++++ Material shown ++++

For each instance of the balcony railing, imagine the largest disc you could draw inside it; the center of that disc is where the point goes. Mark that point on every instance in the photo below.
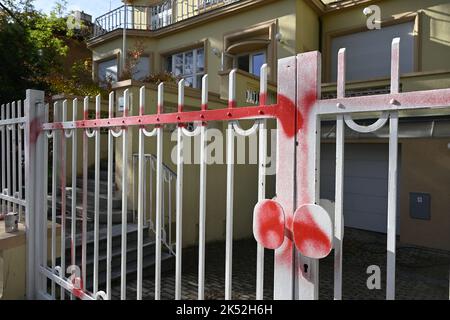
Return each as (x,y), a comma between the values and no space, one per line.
(154,17)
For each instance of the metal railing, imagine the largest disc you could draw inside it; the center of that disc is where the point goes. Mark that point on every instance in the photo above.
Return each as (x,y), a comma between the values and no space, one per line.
(154,17)
(298,112)
(149,185)
(12,126)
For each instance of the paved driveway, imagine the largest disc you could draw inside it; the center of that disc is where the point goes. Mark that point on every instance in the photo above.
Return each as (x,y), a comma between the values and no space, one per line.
(421,273)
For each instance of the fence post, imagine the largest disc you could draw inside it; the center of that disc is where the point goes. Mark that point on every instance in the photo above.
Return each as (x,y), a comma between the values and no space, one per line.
(34,193)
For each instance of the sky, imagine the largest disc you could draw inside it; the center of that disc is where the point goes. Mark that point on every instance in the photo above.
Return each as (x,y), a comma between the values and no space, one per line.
(93,7)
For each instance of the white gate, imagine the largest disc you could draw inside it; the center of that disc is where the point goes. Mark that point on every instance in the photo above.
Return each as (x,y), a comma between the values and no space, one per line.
(293,224)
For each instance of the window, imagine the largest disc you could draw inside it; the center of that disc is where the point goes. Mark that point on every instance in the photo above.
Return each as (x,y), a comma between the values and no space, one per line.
(107,70)
(189,65)
(142,69)
(369,53)
(251,62)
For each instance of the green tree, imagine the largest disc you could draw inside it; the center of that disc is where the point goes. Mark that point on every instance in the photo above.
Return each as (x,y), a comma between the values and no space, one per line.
(32,48)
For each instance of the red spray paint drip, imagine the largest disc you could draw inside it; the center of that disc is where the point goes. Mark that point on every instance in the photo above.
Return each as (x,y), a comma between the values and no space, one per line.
(306,104)
(35,130)
(268,224)
(310,238)
(77,290)
(286,112)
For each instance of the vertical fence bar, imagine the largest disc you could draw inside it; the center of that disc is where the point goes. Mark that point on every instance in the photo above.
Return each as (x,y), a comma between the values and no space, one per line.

++++

#### Work order:
Output each entry verbatim; none of the pictures should be included.

#### Written reply:
For each instance of the balcony railing, imagine the largest disc you could draw inside it; the center of that disc is where the point goes. Mark that point on every instance in the photo below.
Return each as (x,y), a comma between the values and no space, one per line.
(154,17)
For each instance of the metal railing, imagine the largest disc you could draw inside it; the center of that disc is where the point goes. Mark that point on every instance in the photo above.
Return each as (x,y), a comma between the values and no space, one per line.
(154,17)
(298,112)
(149,185)
(12,126)
For each instance of the paved driveway, imagine the largest disc you could draw inside it; the center of that disc is where the point goes. Mark that point on every instance in the photo above.
Return each as (x,y), a comma between the values and no space, one per line.
(421,273)
For each instance of the fence post, imagine the largest disc you could draw inside it; the center of that disc is where the point goes. Mark that point on every instance in the photo above.
Return each as (x,y), a comma between the values and no space, one per line.
(34,193)
For each instance of the sky, imagine the largest disc you could draw inside it; the center of that disc is where the point goes. Mark that point on every instance in the photo above.
Return each as (x,y), a comma between the values and no space, one per line.
(93,7)
For each instance of the white gate, imagine the largest disc you could draw inside it; the center of that disc is where the point goes. Mark that point on every instance in the photo above.
Return each as (x,y), a comma between the values and no space, one per line.
(293,224)
For each instance of the window, imagine the largest disc you could draw inside it; the center of that disc is where the point goes. Mark that point on every instance in the photo above.
Return each as (x,y), a comma between the values and no space, one per line.
(107,70)
(189,65)
(142,69)
(369,53)
(251,62)
For each instance of the green tree, imagine the largest disc you could draw inside it; the center of that disc is where the point goes. Mark that point on every instance in the photo above.
Return each as (x,y), a comma between the values and no space, one per line.
(32,48)
For each instance of the red spray paint drip, imagine the largest disc you could draw inside it; the center of that disc is where the point goes. Mark that point on every instance in the photo above.
Return each as (x,y), a comma between the values and no space, one per line.
(306,104)
(35,130)
(268,224)
(310,238)
(77,290)
(286,112)
For each instance of the vertical fence bar, imagine the largest disc you could draw inside it; the center of that disc is where the point goes. Mark that point on every instance in the photo above.
Return each as (x,y), a comma between the values and no space, one per line.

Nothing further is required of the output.